# Supplied passage:
# # #

The age of rampant deregulation isn't just a financial issue. You and your kids are probably bathing in carcinogens. And it's all legal.
A report by the Campaign for Safe Cosmetics and the Alliance for a Healthy Tomorrow finds that common children's bath products contain formaldehyde and 1,4-dioxane, both probable carcinogens. Why is this permissible? Because as long as they aren't intentionally added, there are no regulations in the U.S. on the presence of these chemicals in toiletries.
You can read the whole story here.
An excerpt, though:
Despite label claims like “gentle” and “pure”, the bath products can contain formaldehyde and 1,4-dioxane that the federal government say “may reasonably be anticipated to be a carcinogen.” Formaldehyde can also cause skin rashes in children. Lax label laws do not require the chemicals to be listed on product labels. The U.S. Consumer Product Safety Commission says that "the presence of 1,4-dioxane, even as a trace contaminant, is cause for concern."
The Campaign for Safe Cosmetics commissioned an independent laboratory to test 48 products for 1,4-dioxane; 28 of those products were also tested for formaldehyde. The lab found that:
• 17 out of 28 products tested - 61 percent - contained both formaldehyde and 1,4-dioxane; these included Johnson’s Baby Shampoo, Sesame Street Bubble Bath, Grins & Giggles Milk & Honey Baby Wash and Huggies Naturally Refreshing Cucumber & Green Tea Baby Wash.
• 23 out of 28 products - 82 percent - contained formaldehyde at levels ranging from 79 parts per million (ppm) to 610 ppm. Baby Magic Baby Lotion had the highest levels of formaldehyde.
• 32 out of 48 products - 67 percent - contained 1,4-dioxane at levels ranging from 0.27 ppm to 35 ppm. American Girl shower products had the highest levels of 1,4-dioxane.
The study is the first to document the widespread presence of both formaldehyde and 1,4-dioxane in bath products for children.
Grins and giggles, indeed.
Let's look at what levels of these chemicals are considered unsafe for adults in the workplace by OSHA:
1,4-Dioxane: 100 ppm skin exposure.

# # #

# Data:

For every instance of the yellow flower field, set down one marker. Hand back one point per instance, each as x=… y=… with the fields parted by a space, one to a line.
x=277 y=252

# # #

# Problem 1:
According to the bath-products article, which product had the highest levels of formaldehyde?
# Problem 2:
Could you pick up the bath-products article after its final sentence and carry it on?
You can set the lines aside; they aren't needed.

# Task result 1:
Baby Magic Baby Lotion.

# Task result 2:
Formaldehyde: 0.5-2 ppm airborne.
The levels in these products are close enough to unsafe to warrant at least some concern, don't you think? So what are we to do? Get a load of the first suggestion:
Simplify: Select products with fewer ingredients and no synthetic fragrance or dyes, and use fewer products overall.
Use fewer products! The FDA simply has nothing to say about it, so you should avoid products altogether. Why is there an FDA again? Heckuva job.
The article does go on to list safer products and does give a lot of good information.
For example:
Formaldehyde contaminates personal care products when common preservatives release formaldehyde over time in the container. Common ingredients likely to contaminate products with formaldehyde include quaternium-15, DMDM hydantoin, imidazolidinyl urea and diazolidinyl urea.
1,4-Dioxane is a byproduct of a chemical processing technique called ethoxylation, in which cosmetic ingredients are processed with ethylene oxide. Manufacturers can easily remove the toxic byproduct, but are not required by law to do so. Common ingredients likely to be contaminated with 1,4-dioxane include PEG-100 stearate, sodium laureth sulfate, polyethylene and ceteareth-20.
But we shouldn't have to scrounge for this information ourselves! Isn't that what our tax dollars go to the FDA for?